Reproduce every line of the material from the line with "Target: wooden table" to the line with "x=376, y=355", both included, and shift each answer point by adding 10 to its x and y coordinates. Leave the format samples and all other lines unchanged.

▸ **EXERCISE MATERIALS**:
....

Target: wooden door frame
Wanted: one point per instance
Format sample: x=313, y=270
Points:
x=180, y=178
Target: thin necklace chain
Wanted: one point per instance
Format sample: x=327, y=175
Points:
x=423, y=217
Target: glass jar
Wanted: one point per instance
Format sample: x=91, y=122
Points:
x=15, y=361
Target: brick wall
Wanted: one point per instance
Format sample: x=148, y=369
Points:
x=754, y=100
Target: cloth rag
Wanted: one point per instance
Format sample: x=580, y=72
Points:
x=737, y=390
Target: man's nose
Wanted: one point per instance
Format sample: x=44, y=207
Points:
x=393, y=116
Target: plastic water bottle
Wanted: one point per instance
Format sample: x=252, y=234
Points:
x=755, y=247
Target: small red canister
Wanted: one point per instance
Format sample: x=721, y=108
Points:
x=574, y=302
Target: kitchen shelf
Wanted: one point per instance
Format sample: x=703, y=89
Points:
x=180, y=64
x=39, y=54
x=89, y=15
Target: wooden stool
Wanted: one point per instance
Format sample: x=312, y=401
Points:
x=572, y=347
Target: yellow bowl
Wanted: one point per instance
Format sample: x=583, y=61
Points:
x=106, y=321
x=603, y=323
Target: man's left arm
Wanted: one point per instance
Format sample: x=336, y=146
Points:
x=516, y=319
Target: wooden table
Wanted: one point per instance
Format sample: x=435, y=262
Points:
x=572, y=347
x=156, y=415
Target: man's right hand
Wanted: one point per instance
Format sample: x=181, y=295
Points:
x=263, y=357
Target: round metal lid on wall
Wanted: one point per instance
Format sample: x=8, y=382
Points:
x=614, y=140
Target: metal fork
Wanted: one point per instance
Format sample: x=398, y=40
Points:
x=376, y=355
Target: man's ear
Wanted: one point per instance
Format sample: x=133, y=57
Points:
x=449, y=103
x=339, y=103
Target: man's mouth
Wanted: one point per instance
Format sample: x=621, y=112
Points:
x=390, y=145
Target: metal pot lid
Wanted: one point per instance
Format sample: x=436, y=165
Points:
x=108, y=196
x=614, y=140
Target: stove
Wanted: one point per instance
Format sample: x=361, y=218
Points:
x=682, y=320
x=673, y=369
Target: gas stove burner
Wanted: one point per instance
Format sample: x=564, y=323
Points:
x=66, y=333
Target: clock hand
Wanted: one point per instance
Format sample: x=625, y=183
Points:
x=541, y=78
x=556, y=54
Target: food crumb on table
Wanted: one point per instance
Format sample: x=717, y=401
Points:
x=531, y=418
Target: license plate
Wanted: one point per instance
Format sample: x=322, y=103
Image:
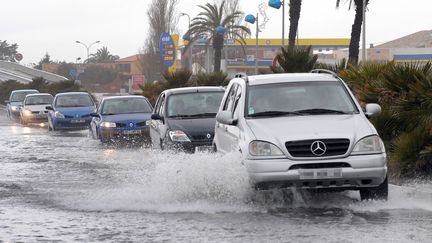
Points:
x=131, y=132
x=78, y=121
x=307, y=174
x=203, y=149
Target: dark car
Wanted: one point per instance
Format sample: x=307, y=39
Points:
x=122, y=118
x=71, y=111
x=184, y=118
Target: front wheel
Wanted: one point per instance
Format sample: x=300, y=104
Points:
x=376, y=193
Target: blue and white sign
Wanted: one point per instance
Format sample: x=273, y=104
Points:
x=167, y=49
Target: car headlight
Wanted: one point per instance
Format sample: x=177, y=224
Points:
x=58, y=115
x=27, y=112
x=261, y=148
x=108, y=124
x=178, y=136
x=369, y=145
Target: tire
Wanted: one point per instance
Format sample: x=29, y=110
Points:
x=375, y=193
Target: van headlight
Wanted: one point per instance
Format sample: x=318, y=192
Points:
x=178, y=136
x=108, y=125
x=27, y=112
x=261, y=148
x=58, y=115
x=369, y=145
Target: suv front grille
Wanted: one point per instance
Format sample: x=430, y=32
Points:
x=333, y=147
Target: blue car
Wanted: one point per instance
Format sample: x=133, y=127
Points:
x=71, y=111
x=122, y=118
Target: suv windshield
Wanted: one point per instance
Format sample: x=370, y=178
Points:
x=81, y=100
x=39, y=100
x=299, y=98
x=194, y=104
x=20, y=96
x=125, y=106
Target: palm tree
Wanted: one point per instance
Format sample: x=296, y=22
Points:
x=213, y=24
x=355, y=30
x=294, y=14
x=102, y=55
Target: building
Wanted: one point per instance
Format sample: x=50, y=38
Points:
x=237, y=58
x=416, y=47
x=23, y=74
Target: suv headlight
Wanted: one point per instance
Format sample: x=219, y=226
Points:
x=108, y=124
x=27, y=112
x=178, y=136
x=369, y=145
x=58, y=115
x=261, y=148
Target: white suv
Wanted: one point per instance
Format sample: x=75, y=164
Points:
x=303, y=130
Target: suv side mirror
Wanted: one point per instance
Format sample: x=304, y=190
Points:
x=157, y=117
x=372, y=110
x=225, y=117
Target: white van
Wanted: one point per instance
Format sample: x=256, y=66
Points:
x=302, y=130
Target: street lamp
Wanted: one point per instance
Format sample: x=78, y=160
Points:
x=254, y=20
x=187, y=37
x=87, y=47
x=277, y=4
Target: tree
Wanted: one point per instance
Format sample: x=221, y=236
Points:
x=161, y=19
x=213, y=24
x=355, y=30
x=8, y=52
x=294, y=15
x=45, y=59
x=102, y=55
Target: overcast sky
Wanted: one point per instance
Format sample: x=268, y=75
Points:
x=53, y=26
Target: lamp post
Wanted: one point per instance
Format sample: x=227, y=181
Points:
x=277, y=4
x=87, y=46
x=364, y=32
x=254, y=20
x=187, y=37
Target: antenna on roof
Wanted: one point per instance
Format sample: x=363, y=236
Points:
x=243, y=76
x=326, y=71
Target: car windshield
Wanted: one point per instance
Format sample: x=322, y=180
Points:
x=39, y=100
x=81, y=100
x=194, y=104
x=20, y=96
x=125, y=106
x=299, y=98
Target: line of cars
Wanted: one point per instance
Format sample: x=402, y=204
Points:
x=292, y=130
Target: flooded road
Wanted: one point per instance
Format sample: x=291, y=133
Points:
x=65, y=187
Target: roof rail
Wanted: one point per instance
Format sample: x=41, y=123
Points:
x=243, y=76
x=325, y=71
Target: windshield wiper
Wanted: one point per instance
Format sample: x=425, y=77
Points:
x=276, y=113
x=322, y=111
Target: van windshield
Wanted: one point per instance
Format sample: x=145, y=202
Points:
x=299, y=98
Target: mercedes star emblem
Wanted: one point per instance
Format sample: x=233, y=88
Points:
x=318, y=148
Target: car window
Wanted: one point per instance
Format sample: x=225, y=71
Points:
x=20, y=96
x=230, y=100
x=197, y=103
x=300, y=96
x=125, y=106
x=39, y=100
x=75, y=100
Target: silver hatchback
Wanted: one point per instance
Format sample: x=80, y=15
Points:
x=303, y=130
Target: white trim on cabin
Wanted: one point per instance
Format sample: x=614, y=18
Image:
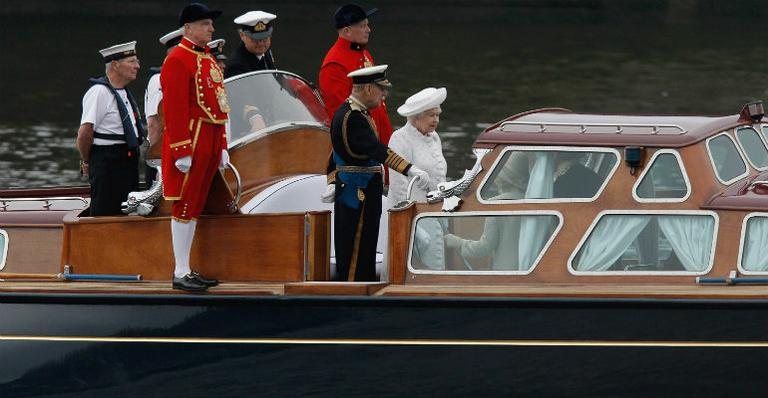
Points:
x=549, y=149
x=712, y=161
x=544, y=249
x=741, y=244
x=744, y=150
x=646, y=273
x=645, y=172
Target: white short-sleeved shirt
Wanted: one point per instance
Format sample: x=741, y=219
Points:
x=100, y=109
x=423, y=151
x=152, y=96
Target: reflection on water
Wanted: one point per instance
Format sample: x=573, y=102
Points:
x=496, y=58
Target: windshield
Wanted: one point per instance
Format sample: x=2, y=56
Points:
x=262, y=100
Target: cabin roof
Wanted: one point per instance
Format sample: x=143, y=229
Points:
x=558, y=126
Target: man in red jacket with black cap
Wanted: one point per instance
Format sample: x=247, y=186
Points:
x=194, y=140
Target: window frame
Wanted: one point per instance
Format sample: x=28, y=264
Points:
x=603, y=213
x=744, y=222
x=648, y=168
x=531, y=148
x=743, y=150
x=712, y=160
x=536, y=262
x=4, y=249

....

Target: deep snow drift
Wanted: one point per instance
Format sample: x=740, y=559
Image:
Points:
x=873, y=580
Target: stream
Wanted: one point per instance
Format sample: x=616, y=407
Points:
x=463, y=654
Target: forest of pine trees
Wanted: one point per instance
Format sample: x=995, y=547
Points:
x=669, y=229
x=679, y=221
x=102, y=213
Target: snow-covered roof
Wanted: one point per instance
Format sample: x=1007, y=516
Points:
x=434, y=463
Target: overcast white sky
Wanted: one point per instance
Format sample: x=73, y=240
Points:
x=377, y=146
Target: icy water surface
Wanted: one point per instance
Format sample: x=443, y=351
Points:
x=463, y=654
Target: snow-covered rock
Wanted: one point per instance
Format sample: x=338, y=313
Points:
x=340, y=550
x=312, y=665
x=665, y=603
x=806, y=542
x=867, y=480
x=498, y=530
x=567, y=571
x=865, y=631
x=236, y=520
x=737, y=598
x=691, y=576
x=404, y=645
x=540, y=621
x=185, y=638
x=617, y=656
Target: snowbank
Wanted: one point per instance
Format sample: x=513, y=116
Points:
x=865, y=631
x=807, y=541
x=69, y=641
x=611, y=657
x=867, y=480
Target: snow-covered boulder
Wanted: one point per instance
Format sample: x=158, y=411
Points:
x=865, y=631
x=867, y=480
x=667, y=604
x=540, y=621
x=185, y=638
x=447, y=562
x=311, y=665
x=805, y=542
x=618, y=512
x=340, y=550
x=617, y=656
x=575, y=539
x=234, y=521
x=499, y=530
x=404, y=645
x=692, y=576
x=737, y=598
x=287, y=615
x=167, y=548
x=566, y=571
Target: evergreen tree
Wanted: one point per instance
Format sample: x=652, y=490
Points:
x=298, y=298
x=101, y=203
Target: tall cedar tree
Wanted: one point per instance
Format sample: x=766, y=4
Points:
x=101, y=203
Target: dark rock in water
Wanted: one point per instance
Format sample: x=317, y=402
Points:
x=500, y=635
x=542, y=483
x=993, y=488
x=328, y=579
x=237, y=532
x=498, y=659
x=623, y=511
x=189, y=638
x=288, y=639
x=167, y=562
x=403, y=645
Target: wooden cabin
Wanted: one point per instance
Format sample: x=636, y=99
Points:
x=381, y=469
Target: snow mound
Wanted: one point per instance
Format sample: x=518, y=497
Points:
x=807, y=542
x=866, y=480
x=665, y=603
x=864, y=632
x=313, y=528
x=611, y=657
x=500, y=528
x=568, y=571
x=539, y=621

....

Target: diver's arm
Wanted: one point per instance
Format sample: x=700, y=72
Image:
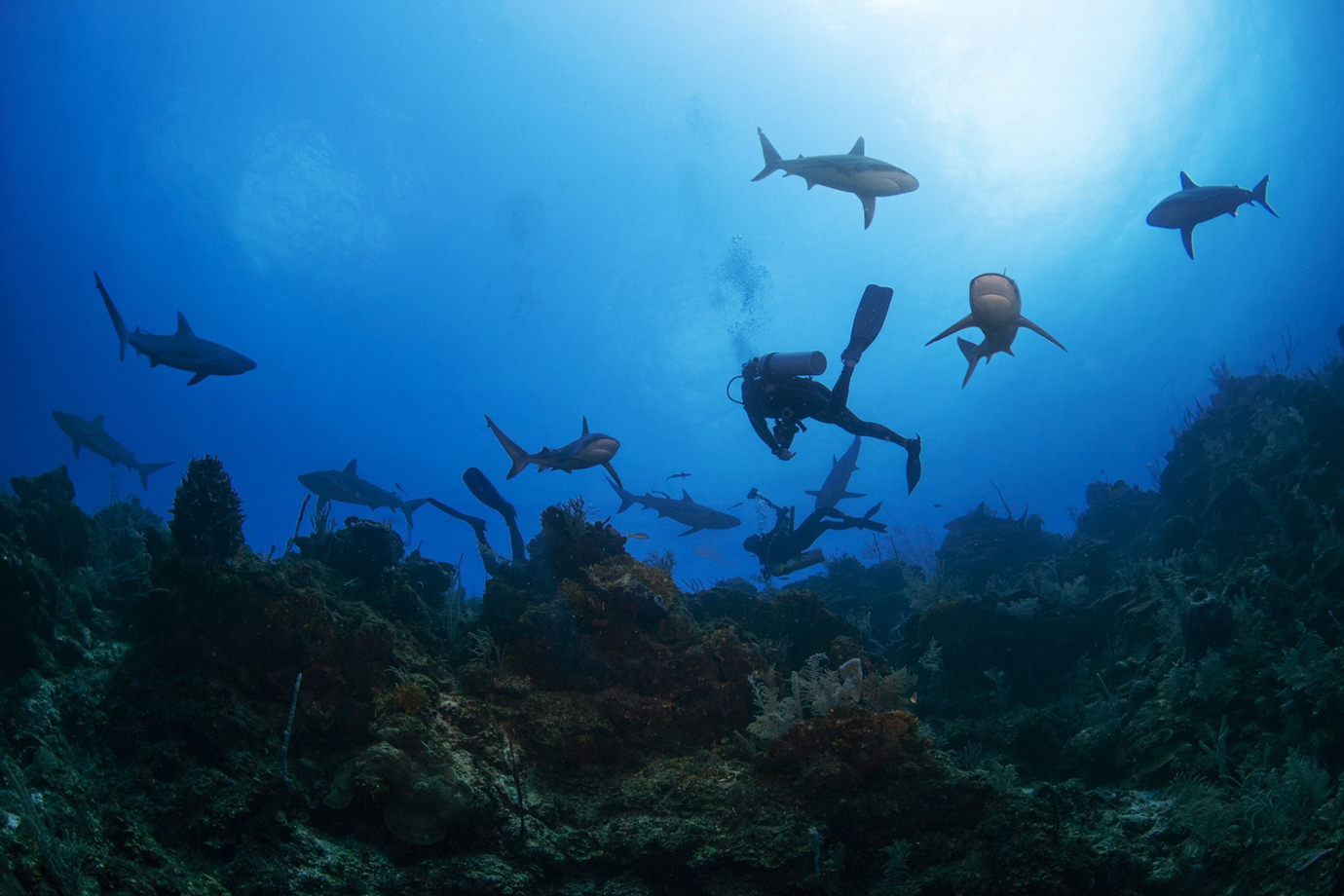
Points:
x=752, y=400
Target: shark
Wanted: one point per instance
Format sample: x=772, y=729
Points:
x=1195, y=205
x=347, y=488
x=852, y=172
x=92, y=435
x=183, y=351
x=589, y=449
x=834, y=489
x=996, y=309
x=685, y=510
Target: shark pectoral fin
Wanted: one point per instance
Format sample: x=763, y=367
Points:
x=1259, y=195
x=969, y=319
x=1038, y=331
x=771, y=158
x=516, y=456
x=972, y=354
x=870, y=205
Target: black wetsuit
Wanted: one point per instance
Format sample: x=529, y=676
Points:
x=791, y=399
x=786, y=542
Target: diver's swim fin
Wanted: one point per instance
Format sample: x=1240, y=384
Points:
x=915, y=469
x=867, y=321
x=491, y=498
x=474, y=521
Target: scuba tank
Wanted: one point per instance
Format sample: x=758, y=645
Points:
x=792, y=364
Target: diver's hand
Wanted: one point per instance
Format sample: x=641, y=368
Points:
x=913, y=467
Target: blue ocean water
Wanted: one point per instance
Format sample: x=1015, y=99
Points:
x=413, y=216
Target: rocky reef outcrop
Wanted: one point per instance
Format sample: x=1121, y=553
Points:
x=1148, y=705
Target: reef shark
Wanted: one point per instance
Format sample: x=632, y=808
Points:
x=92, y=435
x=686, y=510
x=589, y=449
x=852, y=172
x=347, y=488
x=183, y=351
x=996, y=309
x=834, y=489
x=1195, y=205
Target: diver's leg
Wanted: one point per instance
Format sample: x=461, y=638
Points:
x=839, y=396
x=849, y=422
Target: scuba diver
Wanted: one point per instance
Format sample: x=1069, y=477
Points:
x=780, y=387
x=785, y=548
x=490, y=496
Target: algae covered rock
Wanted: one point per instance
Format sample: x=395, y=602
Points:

....

▸ **RESPONSE TO THIS TASK**:
Target: wooden table
Wanted: one point per instance
Format sample: x=435, y=262
Points:
x=582, y=357
x=166, y=425
Target: man's right hand
Wanted: one point per instance
Format sample: x=181, y=295
Points:
x=273, y=367
Target: round metal lid on wall
Wanted: one point per instance
Format sample: x=8, y=382
Points:
x=624, y=150
Target: metal fork
Wanted: one point per instance
Format sample: x=398, y=40
Points:
x=386, y=365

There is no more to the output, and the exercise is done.